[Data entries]
__________

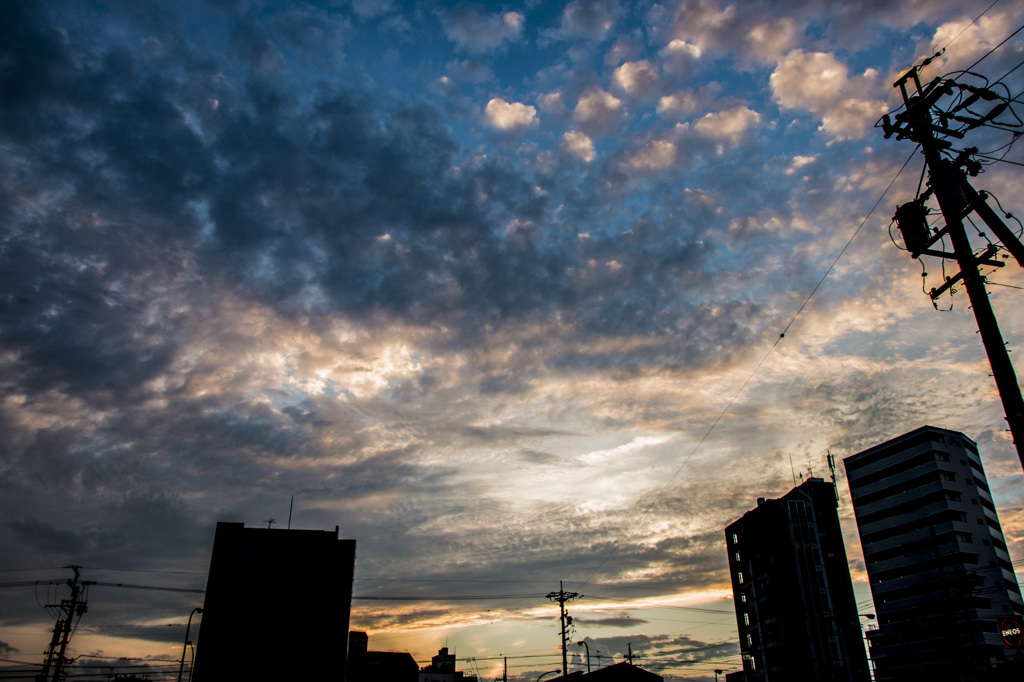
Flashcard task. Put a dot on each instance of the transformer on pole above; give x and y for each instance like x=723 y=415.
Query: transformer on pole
x=932 y=116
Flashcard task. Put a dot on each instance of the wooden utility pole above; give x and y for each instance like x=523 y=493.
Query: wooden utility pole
x=925 y=123
x=566 y=621
x=56 y=652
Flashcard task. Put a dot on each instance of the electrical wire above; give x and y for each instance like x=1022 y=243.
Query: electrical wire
x=989 y=52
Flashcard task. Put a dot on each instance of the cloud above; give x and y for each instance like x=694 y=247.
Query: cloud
x=372 y=8
x=677 y=105
x=579 y=144
x=476 y=31
x=509 y=116
x=655 y=156
x=819 y=83
x=637 y=79
x=729 y=125
x=598 y=111
x=588 y=19
x=680 y=56
x=469 y=71
x=773 y=39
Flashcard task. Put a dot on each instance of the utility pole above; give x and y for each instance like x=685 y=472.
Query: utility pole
x=832 y=469
x=566 y=621
x=56 y=652
x=924 y=122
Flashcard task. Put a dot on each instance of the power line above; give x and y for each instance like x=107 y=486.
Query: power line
x=986 y=54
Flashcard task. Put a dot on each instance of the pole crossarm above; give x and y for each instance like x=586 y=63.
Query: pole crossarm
x=924 y=121
x=561 y=597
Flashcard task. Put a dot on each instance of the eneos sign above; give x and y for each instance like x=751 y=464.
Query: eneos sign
x=1013 y=633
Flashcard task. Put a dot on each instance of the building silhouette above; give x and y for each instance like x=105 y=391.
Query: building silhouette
x=367 y=666
x=621 y=672
x=276 y=607
x=796 y=610
x=441 y=669
x=936 y=557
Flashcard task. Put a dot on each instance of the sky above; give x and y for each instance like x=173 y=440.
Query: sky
x=496 y=289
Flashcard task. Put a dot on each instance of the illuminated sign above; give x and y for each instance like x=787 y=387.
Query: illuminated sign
x=1013 y=633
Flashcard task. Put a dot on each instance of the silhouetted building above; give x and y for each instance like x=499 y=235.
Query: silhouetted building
x=796 y=610
x=939 y=569
x=623 y=672
x=441 y=669
x=276 y=605
x=366 y=666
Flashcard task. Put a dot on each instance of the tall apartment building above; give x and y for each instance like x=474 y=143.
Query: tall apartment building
x=796 y=610
x=936 y=557
x=276 y=607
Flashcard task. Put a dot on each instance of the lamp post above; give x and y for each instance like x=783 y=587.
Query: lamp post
x=184 y=647
x=584 y=643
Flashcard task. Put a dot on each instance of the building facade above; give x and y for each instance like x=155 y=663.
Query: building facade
x=796 y=610
x=936 y=557
x=276 y=607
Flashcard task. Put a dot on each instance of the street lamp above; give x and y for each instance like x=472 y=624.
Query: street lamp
x=184 y=647
x=584 y=643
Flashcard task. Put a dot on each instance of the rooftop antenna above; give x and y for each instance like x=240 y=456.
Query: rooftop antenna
x=832 y=468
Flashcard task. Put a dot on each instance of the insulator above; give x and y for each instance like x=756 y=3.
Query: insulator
x=911 y=220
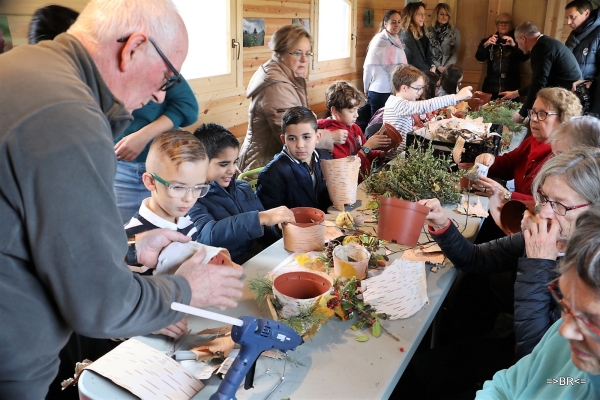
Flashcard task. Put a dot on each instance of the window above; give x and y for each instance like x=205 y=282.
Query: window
x=334 y=27
x=213 y=63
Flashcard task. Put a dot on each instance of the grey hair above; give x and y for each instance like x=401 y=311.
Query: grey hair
x=503 y=15
x=527 y=29
x=583 y=248
x=103 y=21
x=580 y=167
x=579 y=132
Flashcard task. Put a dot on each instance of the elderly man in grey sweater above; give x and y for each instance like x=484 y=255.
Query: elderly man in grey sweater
x=62 y=243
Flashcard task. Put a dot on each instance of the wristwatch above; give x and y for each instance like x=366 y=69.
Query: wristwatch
x=131 y=257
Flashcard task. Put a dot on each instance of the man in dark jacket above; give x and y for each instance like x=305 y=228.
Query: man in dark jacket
x=552 y=65
x=503 y=57
x=584 y=42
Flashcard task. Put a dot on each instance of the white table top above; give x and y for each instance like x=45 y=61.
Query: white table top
x=336 y=365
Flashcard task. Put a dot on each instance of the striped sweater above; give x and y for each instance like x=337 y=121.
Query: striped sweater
x=399 y=112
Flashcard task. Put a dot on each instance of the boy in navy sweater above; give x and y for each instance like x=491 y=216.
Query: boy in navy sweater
x=294 y=177
x=231 y=215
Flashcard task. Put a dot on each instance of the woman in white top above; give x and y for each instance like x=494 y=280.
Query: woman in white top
x=384 y=54
x=444 y=38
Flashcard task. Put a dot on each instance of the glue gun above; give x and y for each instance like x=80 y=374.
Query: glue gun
x=254 y=335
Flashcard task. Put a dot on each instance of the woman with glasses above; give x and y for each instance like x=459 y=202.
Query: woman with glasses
x=566 y=362
x=443 y=37
x=565 y=187
x=552 y=107
x=503 y=56
x=279 y=84
x=384 y=54
x=412 y=34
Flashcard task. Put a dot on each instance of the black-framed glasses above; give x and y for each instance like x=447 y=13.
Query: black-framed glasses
x=298 y=54
x=180 y=191
x=563 y=307
x=540 y=115
x=558 y=208
x=173 y=80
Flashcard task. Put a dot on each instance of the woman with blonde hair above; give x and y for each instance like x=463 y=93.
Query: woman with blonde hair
x=384 y=54
x=279 y=84
x=412 y=34
x=444 y=38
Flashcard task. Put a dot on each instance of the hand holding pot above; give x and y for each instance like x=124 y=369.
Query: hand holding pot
x=276 y=216
x=436 y=218
x=378 y=142
x=212 y=285
x=540 y=239
x=486 y=159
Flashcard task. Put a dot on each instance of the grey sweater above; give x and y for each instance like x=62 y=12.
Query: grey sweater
x=62 y=243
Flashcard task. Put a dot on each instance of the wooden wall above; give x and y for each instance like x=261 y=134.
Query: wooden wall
x=474 y=18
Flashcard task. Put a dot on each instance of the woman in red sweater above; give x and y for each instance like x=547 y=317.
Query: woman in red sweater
x=552 y=107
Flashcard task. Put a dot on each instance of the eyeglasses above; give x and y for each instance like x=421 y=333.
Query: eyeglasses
x=179 y=191
x=173 y=80
x=558 y=208
x=298 y=54
x=540 y=115
x=562 y=305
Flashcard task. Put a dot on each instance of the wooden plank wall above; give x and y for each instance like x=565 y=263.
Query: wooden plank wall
x=474 y=21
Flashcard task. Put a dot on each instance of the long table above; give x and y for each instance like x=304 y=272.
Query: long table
x=335 y=365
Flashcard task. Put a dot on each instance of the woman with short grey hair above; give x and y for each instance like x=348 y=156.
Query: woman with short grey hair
x=566 y=186
x=577 y=132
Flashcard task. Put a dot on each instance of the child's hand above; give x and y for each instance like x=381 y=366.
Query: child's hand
x=175 y=330
x=464 y=93
x=378 y=142
x=276 y=216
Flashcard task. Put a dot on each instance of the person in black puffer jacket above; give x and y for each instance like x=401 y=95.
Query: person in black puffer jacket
x=584 y=42
x=502 y=59
x=533 y=253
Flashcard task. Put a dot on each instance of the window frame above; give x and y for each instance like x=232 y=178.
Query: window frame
x=343 y=65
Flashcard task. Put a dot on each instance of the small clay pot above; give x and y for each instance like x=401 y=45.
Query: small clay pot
x=512 y=212
x=299 y=290
x=307 y=233
x=357 y=253
x=400 y=221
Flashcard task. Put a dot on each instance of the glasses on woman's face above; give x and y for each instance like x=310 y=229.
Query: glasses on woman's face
x=540 y=115
x=583 y=324
x=180 y=191
x=558 y=208
x=298 y=54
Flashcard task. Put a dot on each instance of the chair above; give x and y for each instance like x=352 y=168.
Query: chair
x=251 y=173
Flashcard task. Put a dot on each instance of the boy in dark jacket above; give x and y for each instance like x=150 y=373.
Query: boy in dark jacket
x=294 y=177
x=230 y=215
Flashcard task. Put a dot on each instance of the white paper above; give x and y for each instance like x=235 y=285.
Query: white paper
x=146 y=372
x=399 y=291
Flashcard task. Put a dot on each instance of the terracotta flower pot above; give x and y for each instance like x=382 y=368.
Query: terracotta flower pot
x=391 y=132
x=512 y=212
x=299 y=290
x=307 y=233
x=400 y=221
x=341 y=255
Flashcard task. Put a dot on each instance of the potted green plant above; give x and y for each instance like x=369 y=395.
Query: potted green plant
x=422 y=175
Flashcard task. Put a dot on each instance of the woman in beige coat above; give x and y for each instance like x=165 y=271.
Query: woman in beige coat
x=278 y=85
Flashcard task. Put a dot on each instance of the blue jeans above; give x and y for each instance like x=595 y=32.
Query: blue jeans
x=129 y=188
x=377 y=100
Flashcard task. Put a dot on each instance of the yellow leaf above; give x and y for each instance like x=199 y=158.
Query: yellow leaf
x=348 y=270
x=303 y=259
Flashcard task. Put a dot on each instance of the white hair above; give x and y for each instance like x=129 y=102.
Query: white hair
x=103 y=21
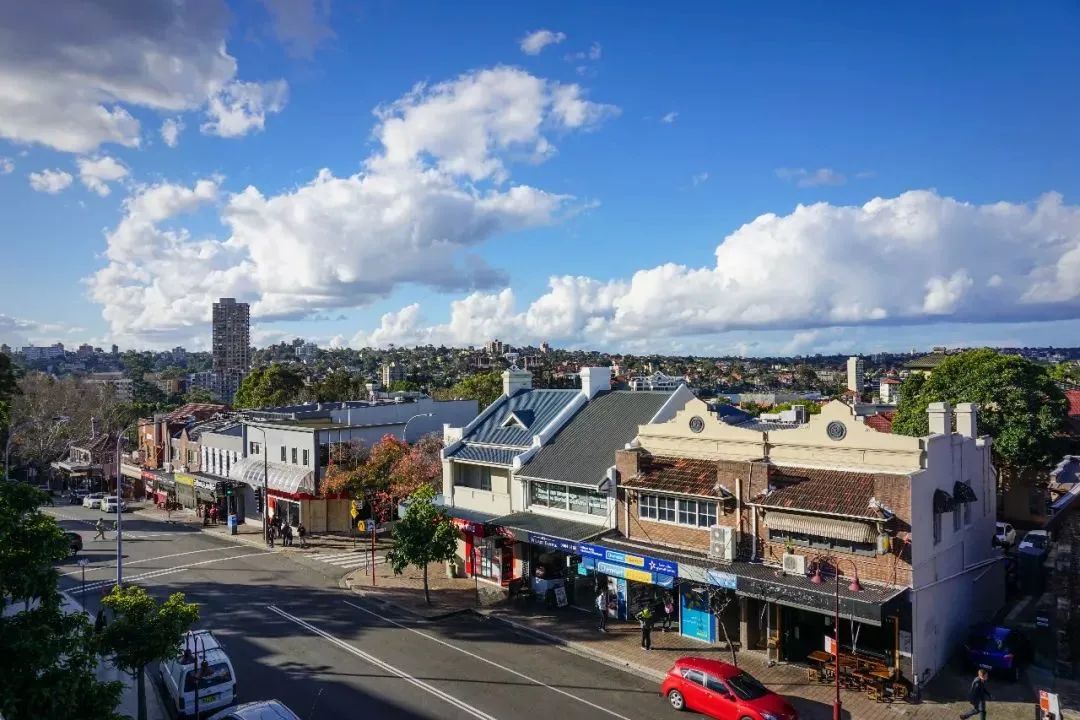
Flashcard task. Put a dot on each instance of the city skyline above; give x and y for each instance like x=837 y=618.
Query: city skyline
x=723 y=181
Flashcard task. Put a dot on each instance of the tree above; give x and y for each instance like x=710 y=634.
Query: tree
x=1021 y=407
x=484 y=388
x=49 y=657
x=270 y=386
x=426 y=534
x=144 y=632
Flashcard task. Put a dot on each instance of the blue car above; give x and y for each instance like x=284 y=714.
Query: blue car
x=998 y=649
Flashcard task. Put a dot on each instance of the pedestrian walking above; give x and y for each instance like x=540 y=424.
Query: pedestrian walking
x=602 y=609
x=977 y=696
x=646 y=617
x=669 y=610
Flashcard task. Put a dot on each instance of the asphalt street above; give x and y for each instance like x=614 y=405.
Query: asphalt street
x=294 y=635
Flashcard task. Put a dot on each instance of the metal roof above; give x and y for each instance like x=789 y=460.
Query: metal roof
x=540 y=406
x=584 y=447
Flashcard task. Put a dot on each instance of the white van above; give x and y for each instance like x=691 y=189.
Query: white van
x=217 y=684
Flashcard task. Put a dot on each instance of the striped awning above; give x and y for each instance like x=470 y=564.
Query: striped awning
x=821 y=527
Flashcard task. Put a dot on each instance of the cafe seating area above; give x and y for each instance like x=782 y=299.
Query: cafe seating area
x=861 y=674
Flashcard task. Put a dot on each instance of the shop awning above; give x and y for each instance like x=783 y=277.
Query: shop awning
x=522 y=525
x=822 y=527
x=279 y=476
x=962 y=492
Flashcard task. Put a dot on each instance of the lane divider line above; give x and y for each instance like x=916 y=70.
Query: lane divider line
x=476 y=712
x=157 y=573
x=490 y=662
x=148 y=559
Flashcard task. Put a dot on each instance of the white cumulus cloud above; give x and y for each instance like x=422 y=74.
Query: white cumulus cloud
x=51 y=180
x=534 y=42
x=915 y=258
x=171 y=130
x=429 y=195
x=96 y=173
x=71 y=75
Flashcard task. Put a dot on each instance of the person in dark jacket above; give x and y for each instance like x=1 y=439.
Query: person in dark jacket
x=646 y=617
x=977 y=696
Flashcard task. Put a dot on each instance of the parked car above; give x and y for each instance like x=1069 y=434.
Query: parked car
x=109 y=504
x=216 y=688
x=93 y=500
x=723 y=691
x=1004 y=535
x=76 y=541
x=1035 y=542
x=265 y=709
x=998 y=649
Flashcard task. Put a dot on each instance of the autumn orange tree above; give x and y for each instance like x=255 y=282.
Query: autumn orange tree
x=387 y=473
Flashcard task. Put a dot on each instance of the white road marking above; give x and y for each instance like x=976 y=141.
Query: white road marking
x=476 y=712
x=158 y=573
x=490 y=662
x=148 y=559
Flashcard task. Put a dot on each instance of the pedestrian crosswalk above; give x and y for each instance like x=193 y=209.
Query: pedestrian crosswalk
x=348 y=560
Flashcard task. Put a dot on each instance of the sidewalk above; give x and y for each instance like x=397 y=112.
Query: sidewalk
x=576 y=630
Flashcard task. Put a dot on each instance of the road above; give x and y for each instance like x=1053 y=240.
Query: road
x=294 y=635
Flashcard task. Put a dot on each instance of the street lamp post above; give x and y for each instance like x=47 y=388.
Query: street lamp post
x=419 y=415
x=266 y=475
x=854 y=587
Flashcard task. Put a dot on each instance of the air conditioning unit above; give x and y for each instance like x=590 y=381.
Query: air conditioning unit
x=795 y=565
x=721 y=543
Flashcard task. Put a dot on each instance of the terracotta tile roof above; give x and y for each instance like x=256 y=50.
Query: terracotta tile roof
x=881 y=421
x=818 y=490
x=1074 y=397
x=687 y=476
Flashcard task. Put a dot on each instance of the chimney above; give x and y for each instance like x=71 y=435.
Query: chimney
x=595 y=380
x=941 y=418
x=967 y=419
x=514 y=379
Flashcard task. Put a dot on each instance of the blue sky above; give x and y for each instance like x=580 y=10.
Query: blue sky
x=723 y=178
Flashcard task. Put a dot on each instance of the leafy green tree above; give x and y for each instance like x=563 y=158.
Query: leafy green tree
x=426 y=534
x=144 y=632
x=48 y=657
x=485 y=388
x=268 y=386
x=1020 y=405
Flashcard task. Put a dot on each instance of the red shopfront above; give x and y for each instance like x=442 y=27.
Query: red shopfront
x=488 y=555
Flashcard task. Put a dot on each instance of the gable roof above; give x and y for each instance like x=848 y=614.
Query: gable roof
x=823 y=491
x=584 y=447
x=541 y=405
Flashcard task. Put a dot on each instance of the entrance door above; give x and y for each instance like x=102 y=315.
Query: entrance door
x=802 y=633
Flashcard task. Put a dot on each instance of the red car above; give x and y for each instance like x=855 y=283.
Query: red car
x=721 y=691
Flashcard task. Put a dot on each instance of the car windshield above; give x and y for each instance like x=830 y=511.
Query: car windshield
x=216 y=674
x=746 y=687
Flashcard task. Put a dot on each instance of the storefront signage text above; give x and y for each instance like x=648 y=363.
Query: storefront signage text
x=643 y=561
x=554 y=543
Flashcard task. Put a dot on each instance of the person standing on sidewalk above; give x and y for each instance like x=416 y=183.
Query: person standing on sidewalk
x=977 y=696
x=602 y=608
x=646 y=617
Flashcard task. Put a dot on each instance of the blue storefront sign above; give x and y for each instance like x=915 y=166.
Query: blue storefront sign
x=635 y=561
x=554 y=543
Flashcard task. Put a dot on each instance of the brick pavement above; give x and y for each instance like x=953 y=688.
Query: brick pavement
x=576 y=630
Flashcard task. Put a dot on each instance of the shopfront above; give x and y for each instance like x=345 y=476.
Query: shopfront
x=636 y=581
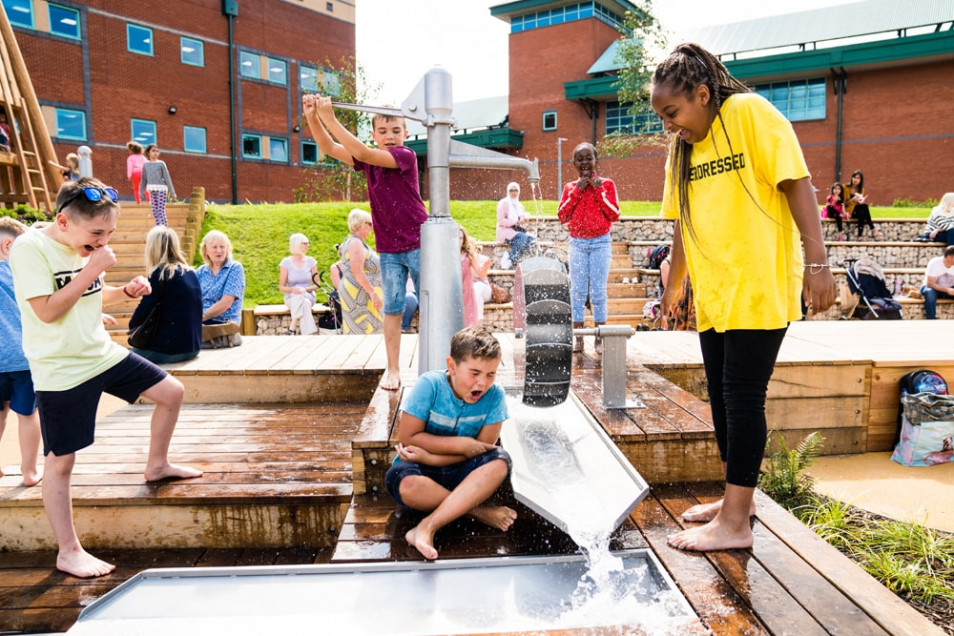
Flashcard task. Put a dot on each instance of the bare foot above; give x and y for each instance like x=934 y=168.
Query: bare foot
x=707 y=512
x=32 y=477
x=82 y=564
x=715 y=535
x=422 y=541
x=500 y=517
x=391 y=381
x=171 y=471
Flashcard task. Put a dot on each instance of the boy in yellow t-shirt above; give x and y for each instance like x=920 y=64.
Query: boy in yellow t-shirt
x=58 y=277
x=739 y=189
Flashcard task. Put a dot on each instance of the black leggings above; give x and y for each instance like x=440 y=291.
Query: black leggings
x=863 y=215
x=738 y=366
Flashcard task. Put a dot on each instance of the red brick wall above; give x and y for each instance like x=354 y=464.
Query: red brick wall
x=123 y=85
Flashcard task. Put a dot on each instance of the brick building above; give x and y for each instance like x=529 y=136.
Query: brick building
x=866 y=87
x=107 y=71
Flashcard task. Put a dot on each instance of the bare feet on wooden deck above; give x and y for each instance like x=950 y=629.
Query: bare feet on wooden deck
x=500 y=517
x=170 y=472
x=391 y=381
x=82 y=564
x=422 y=541
x=32 y=478
x=707 y=512
x=715 y=535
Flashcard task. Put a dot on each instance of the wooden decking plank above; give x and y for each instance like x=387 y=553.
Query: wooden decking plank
x=770 y=601
x=890 y=612
x=717 y=603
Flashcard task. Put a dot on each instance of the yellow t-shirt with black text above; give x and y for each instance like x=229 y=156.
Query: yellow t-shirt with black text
x=744 y=258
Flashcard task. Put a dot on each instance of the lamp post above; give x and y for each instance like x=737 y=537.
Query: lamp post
x=560 y=141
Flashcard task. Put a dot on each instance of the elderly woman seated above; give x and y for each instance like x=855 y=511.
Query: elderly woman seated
x=296 y=281
x=223 y=289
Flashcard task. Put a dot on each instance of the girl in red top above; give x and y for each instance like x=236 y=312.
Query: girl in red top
x=588 y=208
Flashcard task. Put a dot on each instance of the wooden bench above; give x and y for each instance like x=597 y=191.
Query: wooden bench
x=273 y=320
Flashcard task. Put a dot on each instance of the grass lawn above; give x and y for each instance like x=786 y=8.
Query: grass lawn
x=259 y=233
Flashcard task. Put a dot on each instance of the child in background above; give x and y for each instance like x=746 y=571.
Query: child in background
x=835 y=208
x=16 y=384
x=448 y=463
x=739 y=231
x=134 y=163
x=397 y=210
x=588 y=208
x=58 y=278
x=157 y=182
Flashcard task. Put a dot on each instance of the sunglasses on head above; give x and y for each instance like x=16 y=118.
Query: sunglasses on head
x=92 y=194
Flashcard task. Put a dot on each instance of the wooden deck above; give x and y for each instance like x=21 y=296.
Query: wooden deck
x=301 y=480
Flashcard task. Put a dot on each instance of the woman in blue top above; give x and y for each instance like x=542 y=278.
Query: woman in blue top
x=175 y=287
x=222 y=281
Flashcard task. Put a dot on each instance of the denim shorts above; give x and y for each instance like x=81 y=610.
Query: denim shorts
x=16 y=387
x=447 y=476
x=68 y=418
x=395 y=268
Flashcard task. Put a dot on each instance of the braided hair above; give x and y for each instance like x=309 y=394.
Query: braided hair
x=688 y=67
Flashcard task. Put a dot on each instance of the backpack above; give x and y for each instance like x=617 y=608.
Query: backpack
x=920 y=381
x=657 y=255
x=923 y=381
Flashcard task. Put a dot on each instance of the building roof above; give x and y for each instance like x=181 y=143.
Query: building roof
x=806 y=29
x=507 y=10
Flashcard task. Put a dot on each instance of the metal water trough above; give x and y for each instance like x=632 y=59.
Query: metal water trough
x=466 y=596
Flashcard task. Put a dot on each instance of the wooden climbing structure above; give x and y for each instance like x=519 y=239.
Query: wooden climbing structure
x=28 y=171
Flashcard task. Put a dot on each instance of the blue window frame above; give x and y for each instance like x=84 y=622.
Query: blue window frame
x=277 y=71
x=143 y=131
x=192 y=51
x=139 y=39
x=252 y=146
x=308 y=78
x=278 y=149
x=549 y=120
x=64 y=21
x=250 y=65
x=19 y=12
x=309 y=152
x=193 y=139
x=70 y=124
x=620 y=120
x=798 y=100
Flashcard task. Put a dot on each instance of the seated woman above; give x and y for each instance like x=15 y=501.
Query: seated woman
x=941 y=222
x=360 y=288
x=223 y=289
x=296 y=282
x=512 y=218
x=175 y=287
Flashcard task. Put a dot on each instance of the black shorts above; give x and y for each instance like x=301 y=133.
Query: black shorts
x=68 y=418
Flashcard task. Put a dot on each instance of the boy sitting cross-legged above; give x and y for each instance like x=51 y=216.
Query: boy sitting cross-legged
x=448 y=463
x=58 y=279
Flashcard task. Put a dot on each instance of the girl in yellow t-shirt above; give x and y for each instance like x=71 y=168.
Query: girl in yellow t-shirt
x=739 y=190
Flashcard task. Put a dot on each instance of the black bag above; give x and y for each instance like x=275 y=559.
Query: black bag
x=142 y=335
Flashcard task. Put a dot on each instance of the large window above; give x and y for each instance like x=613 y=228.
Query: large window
x=70 y=124
x=139 y=39
x=64 y=21
x=192 y=52
x=798 y=100
x=249 y=65
x=143 y=131
x=193 y=139
x=620 y=120
x=19 y=12
x=252 y=146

__________

> _THE REQUEST_
Express the items in the stretch from the line containing "like x=597 y=191." through the line containing "x=259 y=233" as a two-column CSV with the columns item_text and answer. Give one row per item, and put each value in a single quoted field with line breaks replaced by spaces.

> _ANSWER TO THE PROBLEM_
item_text,answer
"Flashcard task. Put a dot on each instance of the wooden bench above; give x and y for each instance like x=597 y=191. Query: wooden bench","x=273 y=320"
"Flashcard task. Put a dot on each instance of the grass lawn above; give x and y for each instance like x=786 y=8. Query: grass lawn","x=259 y=233"